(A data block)
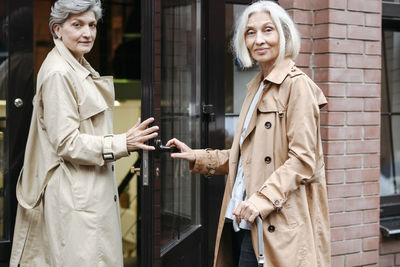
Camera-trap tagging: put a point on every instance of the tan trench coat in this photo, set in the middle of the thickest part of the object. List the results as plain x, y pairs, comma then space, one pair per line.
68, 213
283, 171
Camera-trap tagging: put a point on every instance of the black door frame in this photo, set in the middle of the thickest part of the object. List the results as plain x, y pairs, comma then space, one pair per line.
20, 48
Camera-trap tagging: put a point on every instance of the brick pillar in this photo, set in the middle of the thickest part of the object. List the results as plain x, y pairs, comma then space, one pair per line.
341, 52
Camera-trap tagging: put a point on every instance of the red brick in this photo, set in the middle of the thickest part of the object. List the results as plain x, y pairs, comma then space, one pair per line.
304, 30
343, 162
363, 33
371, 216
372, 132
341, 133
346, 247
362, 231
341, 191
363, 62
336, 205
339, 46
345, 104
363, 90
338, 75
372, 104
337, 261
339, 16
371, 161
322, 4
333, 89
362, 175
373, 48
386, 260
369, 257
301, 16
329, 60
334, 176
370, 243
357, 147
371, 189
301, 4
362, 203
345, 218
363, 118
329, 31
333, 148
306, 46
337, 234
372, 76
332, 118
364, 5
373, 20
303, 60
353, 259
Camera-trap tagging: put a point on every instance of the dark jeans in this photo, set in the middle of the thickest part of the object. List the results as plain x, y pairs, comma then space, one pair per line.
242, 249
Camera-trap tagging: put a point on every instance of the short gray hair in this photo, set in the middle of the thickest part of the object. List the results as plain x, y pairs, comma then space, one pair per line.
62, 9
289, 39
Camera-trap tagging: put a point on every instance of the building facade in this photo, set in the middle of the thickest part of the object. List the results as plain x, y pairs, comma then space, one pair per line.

> **DO THIS**: Copy the listing above word for word, line by line, leaving out the pictures.

> **FINISHED TASK**:
Camera-trap tagging: put a point on every instance of the tan trench coat in this photo, set in the middle of the thickest part of the object. List the results as plain x, y pairs, comma then space, one pair per line.
68, 213
283, 171
Camera-trap tagging: put a point on every instance of the black door frame in this photo, set in the middle of the thickest part of the object. List the results as plain x, y pairs, comma then space, one pair per line.
20, 48
Camera-trap tagging: put a point on every instance of the brick pillar in this photo, set in the middle of the thickest part of the object. List the results as plain x, y pairs, comma then space, one pair per line.
341, 52
Camera-trap tagging: put a point on every instance of the red brick in this photo, set in the middle of the thickest part of the object. List the results as plain x, y pairs, comma then space, one pair per line.
304, 30
343, 162
363, 33
371, 216
372, 132
341, 133
346, 247
362, 231
341, 191
363, 62
336, 205
339, 46
345, 104
363, 90
338, 75
372, 104
337, 261
339, 16
371, 161
322, 4
333, 89
362, 175
373, 48
386, 260
369, 257
301, 16
329, 60
334, 176
370, 243
357, 147
371, 189
301, 4
362, 203
345, 218
363, 118
329, 31
333, 148
306, 46
337, 234
372, 76
332, 118
364, 5
373, 20
303, 60
353, 259
Camera-trap tagging: put a point on every instance of the dark jeans in this photo, set in the middle of the thickest part of the object. List the results as plain x, y pairs, comma then space, one pair per line.
242, 249
Camera-trap tagging: put a point on every instance of the short gray hair in this photo, set in the middle of the thickest part of the object. List the results as plain x, y pairs, comma then space, one pair per line.
62, 9
289, 39
Camera-trap tagging: put a point on every instance of the building facade in this photo, set in the middle of the thickest part of the object. List the results as plain x, y pairs, comma then space, one pair per line.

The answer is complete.